§ **Request**: Render the lines below as a numbered list, skipping any blank lines. Leave the pictures out of your list.

§ **Bounding box annotation lines**:

****************

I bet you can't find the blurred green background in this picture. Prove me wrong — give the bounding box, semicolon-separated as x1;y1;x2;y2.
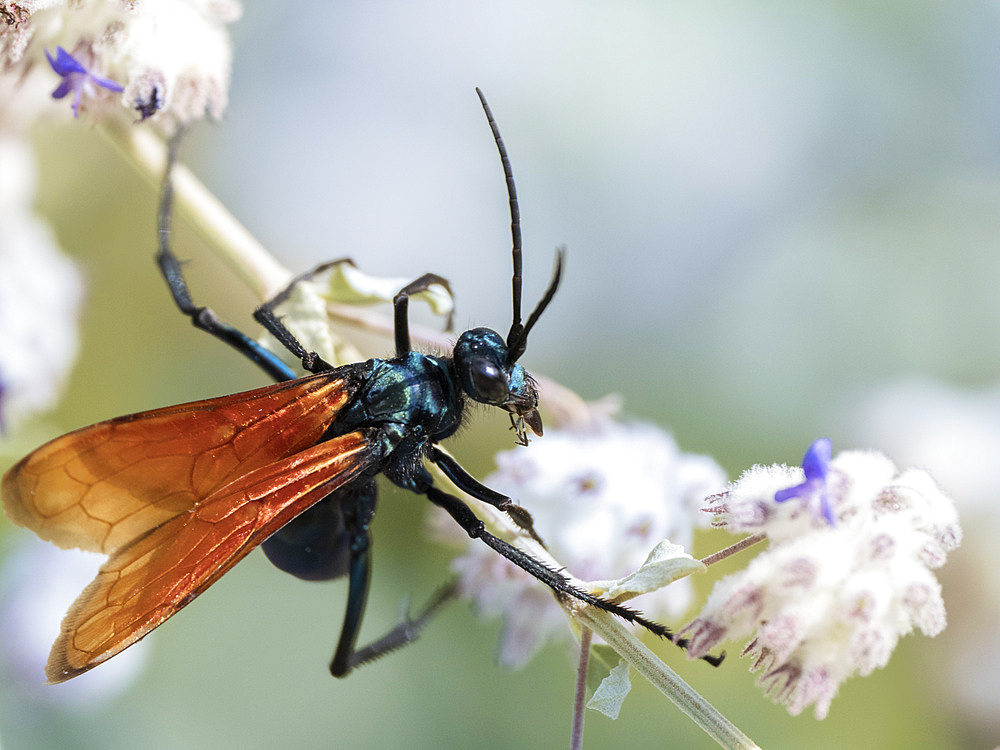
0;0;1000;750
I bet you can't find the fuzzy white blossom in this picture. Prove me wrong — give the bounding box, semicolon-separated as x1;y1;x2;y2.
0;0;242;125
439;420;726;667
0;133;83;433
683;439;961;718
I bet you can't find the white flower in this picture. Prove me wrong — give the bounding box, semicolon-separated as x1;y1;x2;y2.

****************

§ **Reply to the exercise**:
1. I bet you can't find the blurred green background in this picture. Prove me wrong — give the bounding box, semicolon-separated as x1;y1;x2;y2.
2. 0;0;1000;750
3. I bet you can't find the fuzzy white blossom in this picture. Prove me wrong — give the bounding box, semicolon-separated as x1;y1;x2;y2.
4. 0;0;242;125
5. 439;420;726;667
6. 0;133;83;433
7. 683;439;961;718
8. I bet you can't find the white flower in this picture. Prove me wrong — give the bounding box, semicolon-separated as x1;y1;x2;y2.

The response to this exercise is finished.